- Exercise goal
Write out the rows as a numbered list, starting with the row that contains "query: edgware delivery office sign" and continuing through the final row, with blank lines omitted.

┌──

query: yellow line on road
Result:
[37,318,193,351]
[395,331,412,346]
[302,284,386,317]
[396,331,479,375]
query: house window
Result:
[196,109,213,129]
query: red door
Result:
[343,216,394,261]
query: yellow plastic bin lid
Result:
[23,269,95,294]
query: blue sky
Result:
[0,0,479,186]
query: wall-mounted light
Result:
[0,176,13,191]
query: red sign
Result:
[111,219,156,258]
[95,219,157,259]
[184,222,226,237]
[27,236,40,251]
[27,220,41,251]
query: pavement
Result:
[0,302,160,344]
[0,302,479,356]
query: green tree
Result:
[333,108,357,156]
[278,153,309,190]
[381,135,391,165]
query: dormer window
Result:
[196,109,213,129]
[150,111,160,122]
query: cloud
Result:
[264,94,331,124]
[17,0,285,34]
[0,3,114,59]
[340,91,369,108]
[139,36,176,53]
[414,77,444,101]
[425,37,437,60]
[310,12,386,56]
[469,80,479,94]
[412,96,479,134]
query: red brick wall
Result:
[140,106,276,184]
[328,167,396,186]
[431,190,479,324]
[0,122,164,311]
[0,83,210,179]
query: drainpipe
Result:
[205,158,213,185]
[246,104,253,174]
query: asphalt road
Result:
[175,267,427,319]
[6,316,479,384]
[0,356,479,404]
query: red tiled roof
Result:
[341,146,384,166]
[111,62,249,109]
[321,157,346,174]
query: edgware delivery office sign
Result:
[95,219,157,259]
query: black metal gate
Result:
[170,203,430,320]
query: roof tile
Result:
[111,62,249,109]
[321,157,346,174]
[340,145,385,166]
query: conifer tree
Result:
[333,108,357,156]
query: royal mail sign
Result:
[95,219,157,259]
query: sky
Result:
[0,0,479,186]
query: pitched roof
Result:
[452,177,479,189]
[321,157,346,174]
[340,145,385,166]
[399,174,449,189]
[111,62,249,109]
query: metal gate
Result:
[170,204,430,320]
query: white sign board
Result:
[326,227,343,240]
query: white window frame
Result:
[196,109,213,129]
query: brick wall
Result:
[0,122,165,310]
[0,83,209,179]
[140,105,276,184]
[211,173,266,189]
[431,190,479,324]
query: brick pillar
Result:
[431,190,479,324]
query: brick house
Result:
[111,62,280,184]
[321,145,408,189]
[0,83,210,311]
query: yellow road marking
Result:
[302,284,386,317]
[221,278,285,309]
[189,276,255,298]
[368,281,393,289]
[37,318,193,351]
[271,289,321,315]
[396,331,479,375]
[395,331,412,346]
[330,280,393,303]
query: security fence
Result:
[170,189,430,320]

└──

- Finished task
1. query: edgware delivery office sign
2. Result:
3. [95,219,157,259]
4. query: black metal gate
5. Result:
6. [170,203,430,320]
7. query: roof tile
8. Result:
9. [111,62,249,109]
10. [321,157,346,174]
11. [340,145,385,166]
12. query: conifer tree
13. Result:
14. [333,108,357,156]
15. query: royal mail sign
16. Result:
17. [95,219,157,259]
18. query: sky
19. Result:
20. [0,0,479,186]
21. query: pitched roof
22. Result:
23. [452,177,479,189]
24. [321,157,346,174]
25. [340,145,385,166]
26. [399,174,449,189]
27. [111,62,249,109]
28. query: metal gate
29. Result:
30. [170,204,430,320]
31. query: white sign board
32. Result:
33. [326,227,343,240]
34. query: white window frame
35. Result:
36. [196,109,213,129]
37. query: brick wall
38. Result:
39. [0,122,165,310]
40. [0,83,209,179]
41. [140,105,276,184]
42. [211,173,266,189]
43. [431,190,479,324]
44. query: brick pillar
45. Result:
46. [431,190,479,324]
47. query: brick house
48. Result:
49. [111,62,280,184]
50. [321,145,408,189]
51. [0,83,210,311]
52. query: yellow road marking
53. Result:
54. [302,284,386,317]
55. [221,278,285,309]
56. [189,276,255,298]
57. [368,281,393,289]
58. [37,318,193,351]
59. [271,289,321,315]
60. [396,331,479,375]
61. [395,331,412,346]
62. [330,280,393,303]
63. query: security fence
64. Result:
65. [170,189,430,320]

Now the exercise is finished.